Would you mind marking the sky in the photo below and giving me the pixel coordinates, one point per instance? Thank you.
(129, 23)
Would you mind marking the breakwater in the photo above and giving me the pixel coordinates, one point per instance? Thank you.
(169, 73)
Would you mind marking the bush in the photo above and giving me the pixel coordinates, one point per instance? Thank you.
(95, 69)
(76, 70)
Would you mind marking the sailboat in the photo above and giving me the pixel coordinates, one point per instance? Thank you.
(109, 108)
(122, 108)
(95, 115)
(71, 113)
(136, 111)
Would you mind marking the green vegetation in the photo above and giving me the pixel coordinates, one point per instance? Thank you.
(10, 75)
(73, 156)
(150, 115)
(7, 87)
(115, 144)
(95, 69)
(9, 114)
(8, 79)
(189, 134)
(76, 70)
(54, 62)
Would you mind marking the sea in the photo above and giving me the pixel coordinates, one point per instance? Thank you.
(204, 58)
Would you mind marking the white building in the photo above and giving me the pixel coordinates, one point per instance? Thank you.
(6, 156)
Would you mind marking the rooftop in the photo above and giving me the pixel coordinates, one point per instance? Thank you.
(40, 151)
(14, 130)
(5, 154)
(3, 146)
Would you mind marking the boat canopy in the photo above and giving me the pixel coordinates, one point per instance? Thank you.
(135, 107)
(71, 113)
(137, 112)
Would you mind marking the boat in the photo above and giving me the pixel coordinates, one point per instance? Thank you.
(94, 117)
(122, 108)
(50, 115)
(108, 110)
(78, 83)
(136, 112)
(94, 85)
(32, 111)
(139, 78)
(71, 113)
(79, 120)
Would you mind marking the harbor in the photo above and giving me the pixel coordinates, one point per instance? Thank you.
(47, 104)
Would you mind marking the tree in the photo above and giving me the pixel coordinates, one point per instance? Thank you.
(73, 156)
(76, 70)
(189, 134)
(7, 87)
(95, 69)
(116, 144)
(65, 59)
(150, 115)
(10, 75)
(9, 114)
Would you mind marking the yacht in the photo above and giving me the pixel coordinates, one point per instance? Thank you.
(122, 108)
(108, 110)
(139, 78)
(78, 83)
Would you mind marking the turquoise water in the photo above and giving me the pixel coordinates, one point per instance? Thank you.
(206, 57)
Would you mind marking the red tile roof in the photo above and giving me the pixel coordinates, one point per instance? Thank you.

Action item
To complete the exercise, print all of the entries exactly.

Exercise response
Would you mind marking the sky in the photo below and giving me the pixel coordinates, one point per instance? Thank you.
(129, 23)
Would you mind marking the breakwater in the photo above and giving me the pixel coordinates, one point per instance? Thank you.
(169, 73)
Would you mind marking the bush in the photo above and giving me the pixel coordinates, one point per instance? Thank you.
(95, 69)
(76, 70)
Would you mind marking the sailboat in the photo above and giving me the pixel coordinates, one point per instance? Thank you.
(109, 108)
(122, 108)
(95, 115)
(71, 113)
(136, 111)
Would you mind marking the green vegetation in the photo above and giving me the pixel coordinates, one point per instance? Thank you.
(10, 75)
(73, 156)
(150, 115)
(7, 87)
(115, 144)
(95, 69)
(9, 114)
(8, 79)
(189, 134)
(76, 70)
(54, 62)
Would you mind marking the sea in the photo above and giving me the pixel coordinates, one point per instance? Thank you.
(204, 58)
Would you mind marking the white building in the photo above and giving me the pixel coordinates, one point per instance? Thank you.
(6, 156)
Would you mind marking the rooftop in the photo above and giving me the pixel coordinates, one point per instance? Thank you.
(40, 151)
(14, 130)
(5, 154)
(3, 146)
Would you mind marking the boat canopy in the photo above and giving me the pixel coordinates, one point per instance? Thank you.
(135, 107)
(71, 113)
(137, 112)
Would you mind marking the boat in the photo above and giving me the pixel coordinates, one point per instance? Thank you.
(94, 117)
(122, 108)
(50, 115)
(108, 110)
(78, 83)
(136, 112)
(94, 85)
(32, 111)
(139, 78)
(71, 113)
(79, 120)
Would you mind marking the harbor in the photo above and giving me the pixel coordinates, one point per instance? Thank you.
(47, 104)
Would you mind marking the tree in the photo above and giving me the pixel coordinates, one point per instance? Thank you.
(73, 156)
(76, 70)
(189, 134)
(7, 87)
(95, 69)
(116, 144)
(65, 59)
(150, 115)
(10, 75)
(9, 114)
Would you mind marking the yacht in the photo above and giving me the pixel coordinates, one point per instance? Thank you.
(122, 108)
(108, 110)
(139, 78)
(78, 83)
Would you mind marking the turquoise water in the photo above and giving me the pixel coordinates, one point per instance? Thank you.
(206, 57)
Would you mind marking the red tile roof in the photo above and giving me the pixel coordinates, one point per instance? Thank you.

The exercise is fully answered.